## START EXCERPT PROVIDED

The Christian should expect this, although it takes very little effort to see where his bias lies.  As for me, I owned up to my Christian bias right off the bat.  The transcendental argument (TAG) requires the believer to do just that, and it is only honest to do it.  I am not neutral.  Before I became a Christian I thought I was – but I was not.  I was anti-Christian!  I refused to accept the Bible as God’s Word without even reading it and considering its worldview.  Also, I had my own ideas about what “faith” was (something like believing in what you know isn’t true), and I wasn’t going to allow a person of faith to correct me.  Now, long after I recommended he peruse my Statement of Faith so he would know what I believed, FF blurted out on Facebook that he had no respect for anyone who had a Statement of Faith.  He thought a Christian having such a thing was “intellectually dishonest!”  In his book declaring what one believes is intellectually dishonest.  Ummm….??? Right.

If Atheism is True, How Does One Explain   the Existence of Logic, etc?

The atheist wants to start with reason.  BUT – only if he can keep it’s use within his own atheistic worldview!  He must set the rules of the game.  He is unbiased you see!  Now, the Christian certainly wants to reason too.  But will he reason from an atheistic position?  How preposterous!  No, he will reason from a Christian position.  That is his bias.  The atheist must be intellectually honest enough to admit that he too has a bias.  As I pointed out before, being biased in the direction of the truth is a good thing.  But the question now arises, which bias – that of the atheist (in this case) or the Christian – leads to the truth?

For that question to be answered, we must explore the foundational set of presuppositions which lead us to argue the way we do.  We must explore and critique each others worldviews.  The atheist can ask me how I account for logic and its comportment with the world beyond ourselves (i.e. in analysis of things in the world or with discussions with other people)?  I will ask him the same question, and we will see which one makes sense of experience and which one doesn’t.It is my contention that my Statement of Faith, to the degree that it correctly mirrors the Bible, does provide the necessary preconditions for logic (it reflects the mind of God), justice and ethics (which reflect the holy character of God), history (grounded in the creation and providence of God), science (grounded in creation and our imaging God and our God given ability to explore the world, and God’s promise in the Noahic covenant), love (the character of God), and on and on.  In the Christian outlook then, we must pursue the knowledge of God through His Self-revelation in order to know about ourselves and the world.  And the Biblical Worldview informs us how we can do that.

What about the atheist?  How does he fare?

## END EXCERPT PROVIDED
## START INFORMATION GIVEN

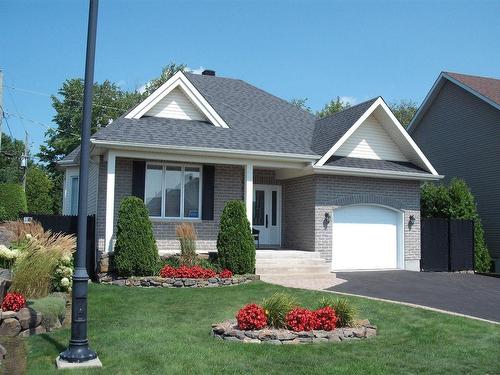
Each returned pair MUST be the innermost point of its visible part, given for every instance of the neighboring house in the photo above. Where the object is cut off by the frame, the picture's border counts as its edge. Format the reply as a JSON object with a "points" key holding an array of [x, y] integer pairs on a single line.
{"points": [[458, 127], [346, 186]]}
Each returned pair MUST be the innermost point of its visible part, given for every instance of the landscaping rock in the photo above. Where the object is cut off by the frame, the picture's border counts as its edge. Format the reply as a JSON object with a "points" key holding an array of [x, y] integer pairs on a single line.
{"points": [[10, 327], [229, 330]]}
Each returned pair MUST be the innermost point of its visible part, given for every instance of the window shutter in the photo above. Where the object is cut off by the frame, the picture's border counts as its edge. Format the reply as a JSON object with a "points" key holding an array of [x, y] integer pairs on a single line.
{"points": [[207, 207], [138, 178]]}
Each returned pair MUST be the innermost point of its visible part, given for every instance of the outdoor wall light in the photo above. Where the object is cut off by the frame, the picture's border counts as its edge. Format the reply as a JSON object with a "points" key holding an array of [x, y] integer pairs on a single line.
{"points": [[412, 220], [328, 217]]}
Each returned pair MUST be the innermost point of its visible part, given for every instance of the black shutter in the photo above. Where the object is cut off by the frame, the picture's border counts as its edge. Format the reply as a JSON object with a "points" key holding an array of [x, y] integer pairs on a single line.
{"points": [[207, 206], [138, 178]]}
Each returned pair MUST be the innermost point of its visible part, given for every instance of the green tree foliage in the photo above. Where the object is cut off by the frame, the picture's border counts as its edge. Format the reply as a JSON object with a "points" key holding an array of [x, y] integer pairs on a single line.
{"points": [[12, 201], [301, 103], [404, 110], [332, 107], [456, 201], [135, 252], [235, 244], [39, 191], [10, 160]]}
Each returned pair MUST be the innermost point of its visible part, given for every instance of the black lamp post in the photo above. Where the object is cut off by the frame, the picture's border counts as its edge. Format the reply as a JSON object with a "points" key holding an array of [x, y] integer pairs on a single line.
{"points": [[78, 350]]}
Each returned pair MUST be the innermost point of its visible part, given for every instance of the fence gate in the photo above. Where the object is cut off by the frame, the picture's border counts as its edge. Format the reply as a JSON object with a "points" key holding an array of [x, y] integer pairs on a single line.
{"points": [[69, 224], [447, 244]]}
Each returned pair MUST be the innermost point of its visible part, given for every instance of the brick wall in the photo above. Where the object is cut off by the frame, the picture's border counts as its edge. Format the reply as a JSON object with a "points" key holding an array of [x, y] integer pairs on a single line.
{"points": [[228, 185], [335, 191], [298, 213]]}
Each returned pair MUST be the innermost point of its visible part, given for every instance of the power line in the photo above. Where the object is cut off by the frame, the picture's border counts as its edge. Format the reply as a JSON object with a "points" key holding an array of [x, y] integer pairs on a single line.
{"points": [[50, 96]]}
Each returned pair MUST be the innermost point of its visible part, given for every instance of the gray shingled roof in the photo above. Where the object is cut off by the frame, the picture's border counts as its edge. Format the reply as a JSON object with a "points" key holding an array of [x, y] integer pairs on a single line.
{"points": [[330, 129], [385, 165]]}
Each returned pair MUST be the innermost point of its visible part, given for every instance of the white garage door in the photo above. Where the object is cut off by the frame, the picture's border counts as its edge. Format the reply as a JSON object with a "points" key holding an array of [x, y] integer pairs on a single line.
{"points": [[365, 238]]}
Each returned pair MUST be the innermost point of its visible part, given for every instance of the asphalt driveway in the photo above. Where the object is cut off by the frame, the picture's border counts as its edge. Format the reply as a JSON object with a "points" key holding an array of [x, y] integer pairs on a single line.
{"points": [[468, 294]]}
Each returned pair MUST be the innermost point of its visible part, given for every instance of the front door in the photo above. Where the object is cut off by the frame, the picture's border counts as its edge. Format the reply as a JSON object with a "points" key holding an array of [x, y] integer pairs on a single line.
{"points": [[267, 214]]}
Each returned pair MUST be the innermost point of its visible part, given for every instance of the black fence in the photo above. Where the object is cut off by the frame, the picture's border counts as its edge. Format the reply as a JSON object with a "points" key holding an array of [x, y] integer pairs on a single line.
{"points": [[447, 244], [69, 225]]}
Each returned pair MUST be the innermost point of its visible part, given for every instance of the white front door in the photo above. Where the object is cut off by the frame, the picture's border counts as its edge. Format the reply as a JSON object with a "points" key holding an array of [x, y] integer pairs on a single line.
{"points": [[366, 237], [267, 214]]}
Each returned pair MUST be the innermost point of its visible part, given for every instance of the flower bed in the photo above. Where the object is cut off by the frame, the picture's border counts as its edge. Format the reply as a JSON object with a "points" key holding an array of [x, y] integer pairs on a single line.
{"points": [[281, 321], [178, 282], [230, 331]]}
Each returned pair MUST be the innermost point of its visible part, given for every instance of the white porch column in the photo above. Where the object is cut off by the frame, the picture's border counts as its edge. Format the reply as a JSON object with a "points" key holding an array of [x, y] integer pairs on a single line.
{"points": [[249, 191], [110, 200]]}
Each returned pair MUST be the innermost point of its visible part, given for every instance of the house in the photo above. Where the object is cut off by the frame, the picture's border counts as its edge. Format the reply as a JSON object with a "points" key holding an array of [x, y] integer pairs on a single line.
{"points": [[458, 127], [345, 186]]}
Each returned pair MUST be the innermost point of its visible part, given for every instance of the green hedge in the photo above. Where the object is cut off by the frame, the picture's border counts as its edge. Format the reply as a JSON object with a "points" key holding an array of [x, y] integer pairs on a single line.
{"points": [[135, 252], [12, 201], [235, 244], [457, 202]]}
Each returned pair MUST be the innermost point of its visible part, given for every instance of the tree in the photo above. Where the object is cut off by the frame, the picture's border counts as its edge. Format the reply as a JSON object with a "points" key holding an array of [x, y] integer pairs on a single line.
{"points": [[109, 102], [457, 202], [10, 160], [301, 103], [39, 191], [404, 110], [332, 107]]}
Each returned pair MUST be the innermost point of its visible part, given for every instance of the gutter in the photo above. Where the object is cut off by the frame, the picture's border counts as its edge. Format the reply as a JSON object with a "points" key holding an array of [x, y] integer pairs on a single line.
{"points": [[205, 150]]}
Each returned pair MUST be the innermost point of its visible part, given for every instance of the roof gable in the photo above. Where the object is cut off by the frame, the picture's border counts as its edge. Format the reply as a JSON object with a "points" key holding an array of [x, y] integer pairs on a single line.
{"points": [[371, 141], [395, 133], [166, 102]]}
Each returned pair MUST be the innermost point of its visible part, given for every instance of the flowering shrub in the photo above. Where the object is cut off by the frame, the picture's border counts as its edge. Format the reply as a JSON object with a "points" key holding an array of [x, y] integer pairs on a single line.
{"points": [[195, 272], [251, 317], [226, 274], [301, 319], [325, 318], [13, 302]]}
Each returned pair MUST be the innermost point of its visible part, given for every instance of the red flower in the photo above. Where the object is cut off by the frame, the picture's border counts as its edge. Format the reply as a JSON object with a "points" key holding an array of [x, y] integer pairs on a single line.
{"points": [[226, 274], [195, 272], [300, 319], [251, 317], [13, 302], [325, 318]]}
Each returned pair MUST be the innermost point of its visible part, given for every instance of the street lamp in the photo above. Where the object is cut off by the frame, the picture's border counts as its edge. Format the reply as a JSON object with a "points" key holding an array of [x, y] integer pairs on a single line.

## END INFORMATION GIVEN

> **EXERCISE INSTRUCTIONS**:
Return the stretch of the passage on atheist and Christian bias from "If Atheism is" through "to the truth?", copied word for word.

> **ANSWER BELOW**:
If Atheism is True, How Does One Explain   the Existence of Logic, etc?

The atheist wants to start with reason.  BUT – only if he can keep it’s use within his own atheistic worldview!  He must set the rules of the game.  He is unbiased you see!  Now, the Christian certainly wants to reason too.  But will he reason from an atheistic position?  How preposterous!  No, he will reason from a Christian position.  That is his bias.  The atheist must be intellectually honest enough to admit that he too has a bias.  As I pointed out before, being biased in the direction of the truth is a good thing.  But the question now arises, which bias – that of the atheist (in this case) or the Christian – leads to the truth?